来年(2013年)は、いよいよ植田正治の生誕100年の年だ。そろそろ、その写真家としての全体像をしっかりとかたちにしていかなければならない時期が来ているということである。

2012/06/15(金)(飯沢耕太郎)

佐藤志保、畠山雄豪、人見将の写真展「念力、滲透、輪郭」

会期:2012/06/13~2012/06/24

リコーフォトギャラリー RING CUBE[東京都]

昨年7月に東川町国際写真フェスティバルの関連行事として開催されたリコーポートフォリオオーディション。鷹野隆大と一緒に僕も審査に参加したのだが、そのレベルの高さにびっくりさせられた。ポートフォリオを制作し、自分の作品をプレゼンテーションするということが、写真家たちの間にごく当たり前のルーティンとして定着しつつあるということだろう。そのときは北海道札幌在住の山本顕史がグランプリに選ばれ、昨年11~12月に東京・銀座のリコーフォトギャラリーRING CUBEで個展「ユキオト」が開催された。だが次点に残った佐藤志保、畠山雄豪、人見将の作品も甲乙つけがたく、あまりにも惜しいということで、今回その3人で「念力、滲透、輪郭」と題する展示を開催することになった。
佐藤志保の「念力」はダウジング、テレポーテーション、透視、幽体離脱などの超常現象をテーマにした作品。それぞれの状況をモデルに演じてもらい、とても気のきいたテキストを付して作品化している。4×5インチの大判カメラで撮影したプリントのクオリティが高く、脱力感のあるユーモアが独特の味わいを醸し出していた。畠山雄豪の「滲透」は、川の中に顔を覗かせる石を真上から撮影し、水と鉱物との「滲透」の状況を細やかに浮かび上がらせる。作品を床に並べて、その間を観客が縫うように歩き回れるように設定したインスタレーションがなかなかよかった。人見将の「輪郭」は、人体の影を定着したフォトグラム作品。さまざまなポーズをとるシルエットに、コラージュやドローイングで装飾的な要素を付け加え、軽やかな遊び心を発揮する作品に仕上げている。

提供データ.
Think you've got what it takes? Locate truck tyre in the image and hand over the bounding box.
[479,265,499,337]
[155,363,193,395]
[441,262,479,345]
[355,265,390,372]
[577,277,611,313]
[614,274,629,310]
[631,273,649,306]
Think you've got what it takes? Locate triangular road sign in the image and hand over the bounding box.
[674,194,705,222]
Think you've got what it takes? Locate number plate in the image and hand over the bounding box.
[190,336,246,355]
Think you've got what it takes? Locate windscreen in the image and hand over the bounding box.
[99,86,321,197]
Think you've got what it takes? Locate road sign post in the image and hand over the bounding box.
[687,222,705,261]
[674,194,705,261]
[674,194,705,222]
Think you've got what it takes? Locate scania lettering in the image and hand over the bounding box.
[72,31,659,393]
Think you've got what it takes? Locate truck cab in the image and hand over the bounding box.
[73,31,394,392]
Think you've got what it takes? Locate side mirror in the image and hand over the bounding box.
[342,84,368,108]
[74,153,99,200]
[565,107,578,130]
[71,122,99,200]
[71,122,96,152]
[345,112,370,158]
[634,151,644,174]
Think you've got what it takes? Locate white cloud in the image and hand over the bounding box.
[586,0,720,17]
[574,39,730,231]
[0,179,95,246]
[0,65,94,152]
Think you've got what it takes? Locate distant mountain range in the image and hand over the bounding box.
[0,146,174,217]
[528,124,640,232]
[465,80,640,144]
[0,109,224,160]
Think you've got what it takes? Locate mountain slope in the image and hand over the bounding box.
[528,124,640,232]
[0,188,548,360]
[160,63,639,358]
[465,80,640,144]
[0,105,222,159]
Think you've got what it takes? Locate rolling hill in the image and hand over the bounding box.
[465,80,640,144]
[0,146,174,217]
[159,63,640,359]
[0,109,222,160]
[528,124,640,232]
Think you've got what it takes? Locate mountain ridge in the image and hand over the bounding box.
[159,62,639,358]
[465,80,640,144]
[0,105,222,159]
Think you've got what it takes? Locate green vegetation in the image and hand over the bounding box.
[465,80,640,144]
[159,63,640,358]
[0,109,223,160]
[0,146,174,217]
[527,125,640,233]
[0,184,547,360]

課題.
a. 写真展の紹介文で、佐藤志保の「念力」の撮影に使われたカメラは何か。
b. 写真展の紹介文を、最後の文の次から書き継げ。

解答.
a. 4×5インチの大判カメラである。

b.
3人とも、今後の活躍が大いに期待できる。オープニングの会場で、畠山から来年秋に山本顕史も含めた4人展を開催したいという抱負が述べられた。偶然の機会で出会った4人だが、おのおのの力が融合し、化学反応を起こすとさらに面白くなるのではないだろうか。

2012/06/13(水)(飯沢耕太郎)

勝又邦彦「dimensions」

会期:2012/06/04~2012/06/16

表参道画廊[東京都]

勝又邦彦は2000年代以来、風景写真の領域でコンスタントに佳作を発表してきた。2001年にさがみはら写真新人奨励賞、2005年には日本写真協会新人賞を受賞するなど、その作品は高い評価を受けている。ただ、彼の仕事を見続けてきて、どこか壁を突き抜けられないもどかしさを感じ続けていたのも事実だ。アイディアの多彩さ、作品の質の高さは間違いないのだが、その知的で繊細なアプローチに、どこか既視感がつきまとう所があるのだ。
今回の表参道画廊の個展は「東京写真月間2012」の関連企画として、東京国立近代美術館の増田玲が構成した。都市の遠景を横長のパノラマ的な画面におさめた代表作の「skyline」(2001年~)のシリーズをはじめとして、「screen」(2002年~)、「Hotel’s Window」(2003年~)、さらに新作の映像作品「cities on the move」が展示されていた。どれも練り上げられたいい仕事なのだが、やはりもどかしさは拭えない。作品の完成度ではなく、もっと「これを見せたい」という確信を見せてほしいと思う。
4つのシリーズのなかでは、ホテルの客室のインテリアと窓の外の眺めを同時に捉えた「Hotel’s Window」に可能性を感じた。「内/外」というステロタイプな図式からはみ出していくような、イメージとしての強度がある。さらに粘り強く、先に進めてほしい作品だ。

2012/06/08(金)(飯沢耕太郎)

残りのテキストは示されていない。